# How long for a pork butt to thaw?



## txbbqman

Just got asked to do a couple of pork butts this weekend.

Mine are frozen, any idea how long to thaw them?

they are between 6 - 8 pounds


Thanks


----------



## dennisdocb

I like to put mine in the fridge 3 or 4 days before day I'm going to smoke them.

I have never just pulled from the freezer and let thaw, so can't help you if this is what you are talking about.

Hope this helps.


----------



## txbbqman

No I am gonna take them out an put in my fridge, just trying to figure out if they will thaw in time, since this is so last minute, or if I need to just go buy new ones


----------



## garretthall29

it has usually taken 3 days in the fridge for me


----------



## rc1991

I have thawed meat in cold water to the point where it's mostly defrosted but still quite cold - dry off and put in fridge.


----------



## mballi3011

Now it might not be good to but I take mine out and for a few hours I leave mine in the sink with some cold water. Now it is not a good idea to leave it out all day when you go to work then you are asking for trouble


----------



## garyt

I have put them in a sink full of ice water at bed time and thawed overnight.

**What to produce**
Revise the passage of the pork butt thawing thread running from "## garretthall29" up to and including "put in fridge.", replacing "fridge" with "refrigerator". The lines that come next are separate material, unrelated to the thread about thawing pork butts.

**Entries provided**
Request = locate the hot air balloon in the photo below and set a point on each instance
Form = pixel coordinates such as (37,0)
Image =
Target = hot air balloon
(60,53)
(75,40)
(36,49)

**Task response**
## garretthall29

it has usually taken 3 days in the refrigerator for me


----------



## rc1991

I have thawed meat in cold water to the point where it's mostly defrosted but still quite cold - dry off and put in refrigerator.